Required work: Could you set out every line of the listing below as a numbered list, leaving out any blank lines?

## BEGIN Data section

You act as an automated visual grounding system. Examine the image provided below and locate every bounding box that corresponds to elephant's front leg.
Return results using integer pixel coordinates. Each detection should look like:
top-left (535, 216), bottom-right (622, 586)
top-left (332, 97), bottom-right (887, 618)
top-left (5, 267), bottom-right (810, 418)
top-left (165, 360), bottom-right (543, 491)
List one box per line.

## END Data section

In response:
1. You act as an automated visual grounding system. Examine the image provided below and locate every bounding box that corresponds to elephant's front leg.
2. Return results using integer pixel coordinates. Each detection should look like:
3. top-left (535, 216), bottom-right (622, 586)
4. top-left (332, 97), bottom-right (887, 618)
5. top-left (5, 267), bottom-right (810, 418)
6. top-left (165, 360), bottom-right (543, 491)
7. List one box per line.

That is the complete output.